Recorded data
# # # # # # #
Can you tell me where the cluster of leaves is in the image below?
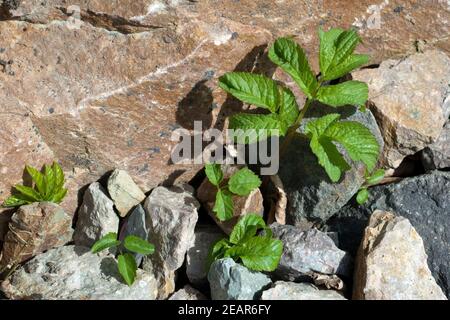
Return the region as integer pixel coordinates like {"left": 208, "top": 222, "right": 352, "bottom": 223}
{"left": 208, "top": 214, "right": 283, "bottom": 272}
{"left": 205, "top": 163, "right": 261, "bottom": 221}
{"left": 3, "top": 162, "right": 68, "bottom": 208}
{"left": 92, "top": 233, "right": 155, "bottom": 286}
{"left": 218, "top": 28, "right": 384, "bottom": 200}
{"left": 356, "top": 168, "right": 385, "bottom": 204}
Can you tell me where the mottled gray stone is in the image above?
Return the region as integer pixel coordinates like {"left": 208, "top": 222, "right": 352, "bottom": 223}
{"left": 169, "top": 285, "right": 207, "bottom": 300}
{"left": 280, "top": 104, "right": 383, "bottom": 224}
{"left": 73, "top": 182, "right": 119, "bottom": 248}
{"left": 119, "top": 204, "right": 148, "bottom": 265}
{"left": 208, "top": 258, "right": 272, "bottom": 300}
{"left": 142, "top": 184, "right": 200, "bottom": 299}
{"left": 261, "top": 281, "right": 346, "bottom": 300}
{"left": 270, "top": 223, "right": 352, "bottom": 280}
{"left": 421, "top": 121, "right": 450, "bottom": 170}
{"left": 186, "top": 224, "right": 225, "bottom": 287}
{"left": 107, "top": 169, "right": 146, "bottom": 217}
{"left": 325, "top": 171, "right": 450, "bottom": 298}
{"left": 1, "top": 245, "right": 158, "bottom": 300}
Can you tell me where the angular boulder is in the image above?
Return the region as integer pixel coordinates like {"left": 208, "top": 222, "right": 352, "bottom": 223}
{"left": 421, "top": 120, "right": 450, "bottom": 170}
{"left": 261, "top": 281, "right": 346, "bottom": 300}
{"left": 169, "top": 285, "right": 207, "bottom": 300}
{"left": 119, "top": 204, "right": 148, "bottom": 265}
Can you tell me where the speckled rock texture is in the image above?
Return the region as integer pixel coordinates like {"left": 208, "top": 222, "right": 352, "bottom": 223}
{"left": 261, "top": 281, "right": 346, "bottom": 300}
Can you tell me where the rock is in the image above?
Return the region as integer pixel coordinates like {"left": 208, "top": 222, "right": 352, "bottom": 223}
{"left": 186, "top": 224, "right": 225, "bottom": 287}
{"left": 261, "top": 281, "right": 346, "bottom": 300}
{"left": 107, "top": 169, "right": 146, "bottom": 217}
{"left": 325, "top": 171, "right": 450, "bottom": 298}
{"left": 421, "top": 120, "right": 450, "bottom": 170}
{"left": 119, "top": 204, "right": 148, "bottom": 265}
{"left": 142, "top": 184, "right": 200, "bottom": 299}
{"left": 196, "top": 165, "right": 264, "bottom": 234}
{"left": 0, "top": 208, "right": 13, "bottom": 241}
{"left": 270, "top": 223, "right": 352, "bottom": 280}
{"left": 0, "top": 202, "right": 73, "bottom": 269}
{"left": 280, "top": 104, "right": 383, "bottom": 224}
{"left": 1, "top": 245, "right": 158, "bottom": 300}
{"left": 353, "top": 50, "right": 450, "bottom": 171}
{"left": 169, "top": 285, "right": 207, "bottom": 300}
{"left": 208, "top": 258, "right": 272, "bottom": 300}
{"left": 73, "top": 182, "right": 119, "bottom": 248}
{"left": 3, "top": 0, "right": 448, "bottom": 217}
{"left": 353, "top": 210, "right": 446, "bottom": 300}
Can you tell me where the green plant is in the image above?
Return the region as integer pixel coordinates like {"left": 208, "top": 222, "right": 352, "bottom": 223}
{"left": 205, "top": 163, "right": 261, "bottom": 221}
{"left": 356, "top": 168, "right": 385, "bottom": 204}
{"left": 208, "top": 214, "right": 283, "bottom": 272}
{"left": 3, "top": 162, "right": 68, "bottom": 208}
{"left": 218, "top": 28, "right": 384, "bottom": 203}
{"left": 91, "top": 232, "right": 155, "bottom": 286}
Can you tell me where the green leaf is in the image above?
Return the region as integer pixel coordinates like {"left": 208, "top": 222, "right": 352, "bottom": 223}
{"left": 227, "top": 236, "right": 283, "bottom": 272}
{"left": 322, "top": 54, "right": 369, "bottom": 81}
{"left": 229, "top": 113, "right": 288, "bottom": 144}
{"left": 124, "top": 235, "right": 155, "bottom": 255}
{"left": 213, "top": 189, "right": 234, "bottom": 221}
{"left": 118, "top": 253, "right": 137, "bottom": 286}
{"left": 278, "top": 86, "right": 299, "bottom": 127}
{"left": 366, "top": 168, "right": 385, "bottom": 185}
{"left": 317, "top": 81, "right": 368, "bottom": 107}
{"left": 207, "top": 238, "right": 232, "bottom": 269}
{"left": 229, "top": 214, "right": 266, "bottom": 244}
{"left": 50, "top": 188, "right": 67, "bottom": 204}
{"left": 319, "top": 27, "right": 345, "bottom": 77}
{"left": 333, "top": 29, "right": 361, "bottom": 67}
{"left": 269, "top": 37, "right": 318, "bottom": 98}
{"left": 205, "top": 163, "right": 223, "bottom": 187}
{"left": 356, "top": 188, "right": 369, "bottom": 205}
{"left": 43, "top": 164, "right": 55, "bottom": 199}
{"left": 52, "top": 162, "right": 65, "bottom": 191}
{"left": 13, "top": 185, "right": 42, "bottom": 202}
{"left": 305, "top": 113, "right": 380, "bottom": 182}
{"left": 219, "top": 72, "right": 279, "bottom": 112}
{"left": 25, "top": 165, "right": 45, "bottom": 195}
{"left": 2, "top": 195, "right": 30, "bottom": 208}
{"left": 228, "top": 168, "right": 261, "bottom": 196}
{"left": 91, "top": 232, "right": 121, "bottom": 253}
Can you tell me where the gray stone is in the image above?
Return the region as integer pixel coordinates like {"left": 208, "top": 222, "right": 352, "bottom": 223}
{"left": 107, "top": 169, "right": 146, "bottom": 217}
{"left": 353, "top": 50, "right": 450, "bottom": 171}
{"left": 354, "top": 210, "right": 446, "bottom": 300}
{"left": 270, "top": 223, "right": 352, "bottom": 280}
{"left": 325, "top": 171, "right": 450, "bottom": 298}
{"left": 1, "top": 245, "right": 158, "bottom": 300}
{"left": 119, "top": 204, "right": 148, "bottom": 265}
{"left": 169, "top": 285, "right": 207, "bottom": 300}
{"left": 73, "top": 182, "right": 119, "bottom": 248}
{"left": 261, "top": 281, "right": 346, "bottom": 300}
{"left": 142, "top": 184, "right": 200, "bottom": 299}
{"left": 186, "top": 224, "right": 225, "bottom": 287}
{"left": 280, "top": 104, "right": 383, "bottom": 224}
{"left": 208, "top": 258, "right": 272, "bottom": 300}
{"left": 421, "top": 121, "right": 450, "bottom": 170}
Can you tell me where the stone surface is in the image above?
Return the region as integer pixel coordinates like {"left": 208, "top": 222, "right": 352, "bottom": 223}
{"left": 421, "top": 120, "right": 450, "bottom": 170}
{"left": 73, "top": 182, "right": 119, "bottom": 248}
{"left": 0, "top": 208, "right": 13, "bottom": 241}
{"left": 261, "top": 281, "right": 346, "bottom": 300}
{"left": 270, "top": 223, "right": 352, "bottom": 280}
{"left": 107, "top": 169, "right": 146, "bottom": 217}
{"left": 1, "top": 0, "right": 449, "bottom": 217}
{"left": 169, "top": 285, "right": 207, "bottom": 300}
{"left": 142, "top": 184, "right": 200, "bottom": 299}
{"left": 353, "top": 50, "right": 450, "bottom": 170}
{"left": 1, "top": 245, "right": 158, "bottom": 300}
{"left": 0, "top": 202, "right": 73, "bottom": 269}
{"left": 325, "top": 171, "right": 450, "bottom": 298}
{"left": 197, "top": 165, "right": 264, "bottom": 234}
{"left": 208, "top": 258, "right": 272, "bottom": 300}
{"left": 186, "top": 224, "right": 225, "bottom": 287}
{"left": 353, "top": 210, "right": 446, "bottom": 300}
{"left": 119, "top": 204, "right": 148, "bottom": 265}
{"left": 280, "top": 104, "right": 383, "bottom": 224}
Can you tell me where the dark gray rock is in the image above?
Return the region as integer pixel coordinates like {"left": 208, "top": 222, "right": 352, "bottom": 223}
{"left": 119, "top": 204, "right": 148, "bottom": 265}
{"left": 324, "top": 171, "right": 450, "bottom": 297}
{"left": 270, "top": 223, "right": 352, "bottom": 280}
{"left": 208, "top": 258, "right": 272, "bottom": 300}
{"left": 279, "top": 104, "right": 383, "bottom": 224}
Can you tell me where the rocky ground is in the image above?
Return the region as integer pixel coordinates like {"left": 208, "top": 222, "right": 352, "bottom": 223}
{"left": 0, "top": 0, "right": 449, "bottom": 300}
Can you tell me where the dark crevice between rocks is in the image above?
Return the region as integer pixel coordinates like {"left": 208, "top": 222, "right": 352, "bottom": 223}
{"left": 0, "top": 0, "right": 19, "bottom": 20}
{"left": 57, "top": 7, "right": 165, "bottom": 34}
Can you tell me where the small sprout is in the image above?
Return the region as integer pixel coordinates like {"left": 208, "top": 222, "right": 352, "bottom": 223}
{"left": 356, "top": 168, "right": 386, "bottom": 204}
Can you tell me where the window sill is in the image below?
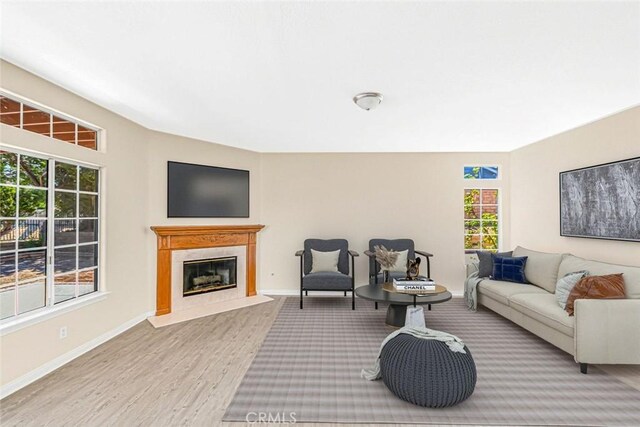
# # # # # # #
__What needs to be done__: In the entries above, find the line holding "Can you tell me where the gray" and the line holding "Can you tell me where the stone", then retype exactly those two lines and every line between them, and nothing else.

__Response to this task__:
Can you tell me where the gray stone is in the image above?
Return the region as integer pixel coordinates like {"left": 208, "top": 222, "right": 352, "bottom": 223}
{"left": 107, "top": 169, "right": 146, "bottom": 217}
{"left": 353, "top": 50, "right": 450, "bottom": 171}
{"left": 354, "top": 210, "right": 446, "bottom": 300}
{"left": 270, "top": 223, "right": 352, "bottom": 280}
{"left": 325, "top": 171, "right": 450, "bottom": 298}
{"left": 1, "top": 245, "right": 158, "bottom": 300}
{"left": 119, "top": 204, "right": 148, "bottom": 265}
{"left": 169, "top": 285, "right": 207, "bottom": 300}
{"left": 73, "top": 182, "right": 119, "bottom": 248}
{"left": 261, "top": 281, "right": 346, "bottom": 300}
{"left": 142, "top": 184, "right": 200, "bottom": 299}
{"left": 186, "top": 224, "right": 225, "bottom": 287}
{"left": 280, "top": 104, "right": 383, "bottom": 224}
{"left": 208, "top": 258, "right": 272, "bottom": 300}
{"left": 421, "top": 121, "right": 450, "bottom": 170}
Can you tell me where the stone surface is in the image above?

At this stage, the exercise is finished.